-- WHAT YOU SHOULD DO --
Pull out every line of the records below that contains the string "shirt", and copy each one unchanged.

-- Begin DATA IN THIS EXERCISE --

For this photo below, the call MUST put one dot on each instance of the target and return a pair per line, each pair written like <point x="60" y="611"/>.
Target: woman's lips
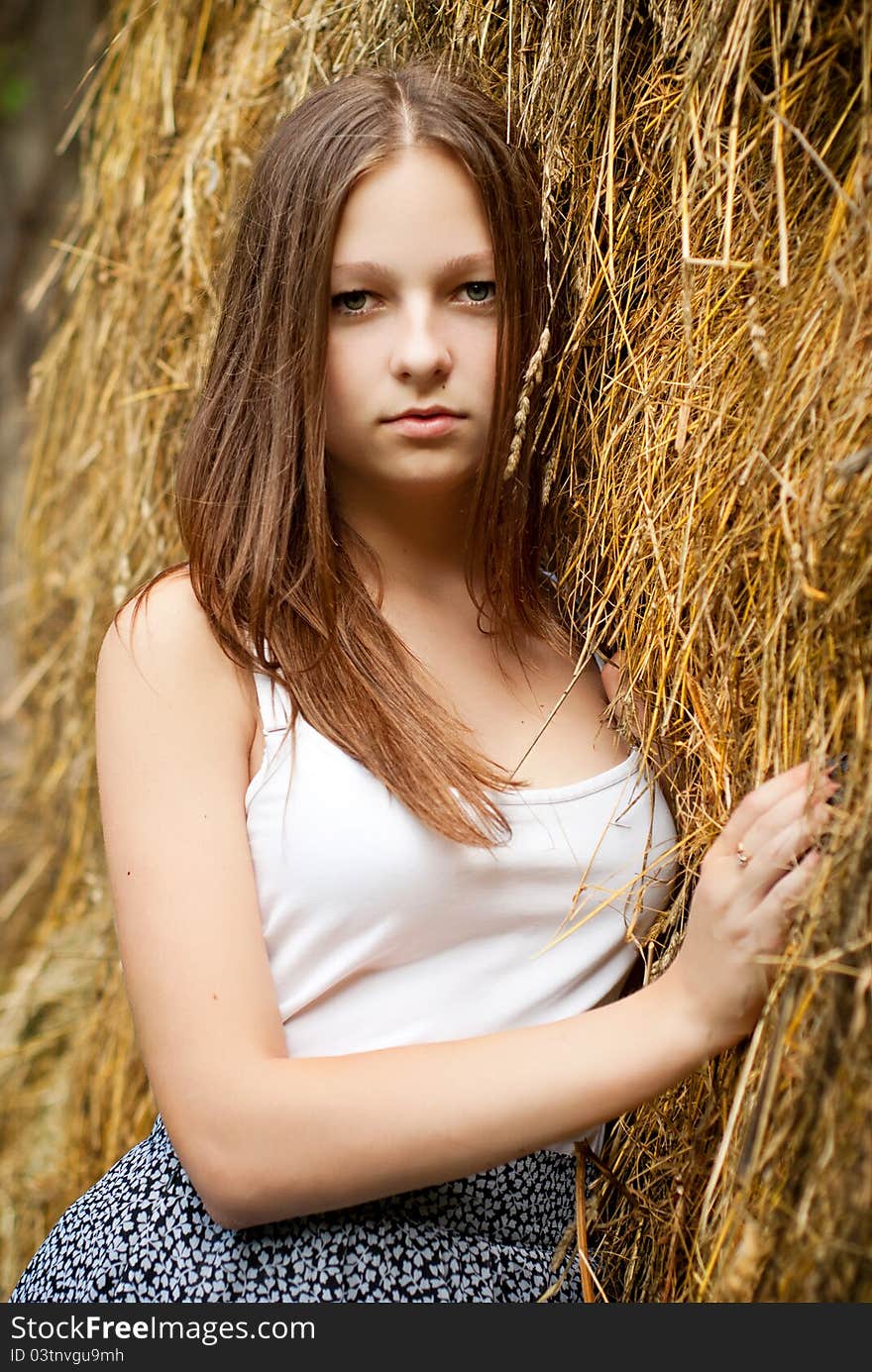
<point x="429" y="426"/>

-- End DATA IN THIS EXERCISE --
-- Begin DATA IN THIS EXERCISE --

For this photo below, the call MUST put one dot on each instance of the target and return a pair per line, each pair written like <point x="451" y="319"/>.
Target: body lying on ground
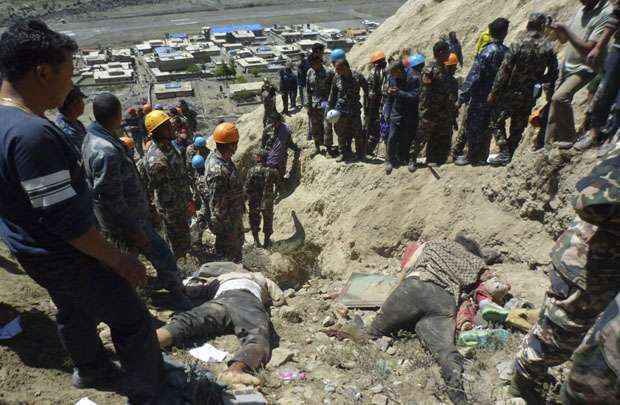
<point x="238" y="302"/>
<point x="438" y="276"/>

-- End DATA IN THIS EXERCISE --
-- Begin DATA IN THIS EXERCISE --

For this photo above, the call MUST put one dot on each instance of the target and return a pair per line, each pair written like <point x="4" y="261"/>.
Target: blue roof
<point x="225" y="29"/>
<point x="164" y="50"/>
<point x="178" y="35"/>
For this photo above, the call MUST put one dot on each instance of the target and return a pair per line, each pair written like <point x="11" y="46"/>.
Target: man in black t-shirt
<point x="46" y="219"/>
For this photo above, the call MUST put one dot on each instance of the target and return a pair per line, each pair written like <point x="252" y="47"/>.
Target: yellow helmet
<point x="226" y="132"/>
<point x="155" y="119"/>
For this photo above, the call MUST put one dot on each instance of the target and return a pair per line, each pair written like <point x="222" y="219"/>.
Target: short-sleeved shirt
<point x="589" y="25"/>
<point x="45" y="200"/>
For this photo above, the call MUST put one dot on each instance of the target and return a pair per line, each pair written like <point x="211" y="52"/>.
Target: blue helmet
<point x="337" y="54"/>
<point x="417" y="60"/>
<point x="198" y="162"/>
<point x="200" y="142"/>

-- End DATA IN THIS EXERCISE --

-- TASK ANSWER --
Target: man in black t-shirt
Target: short-sleeved shirt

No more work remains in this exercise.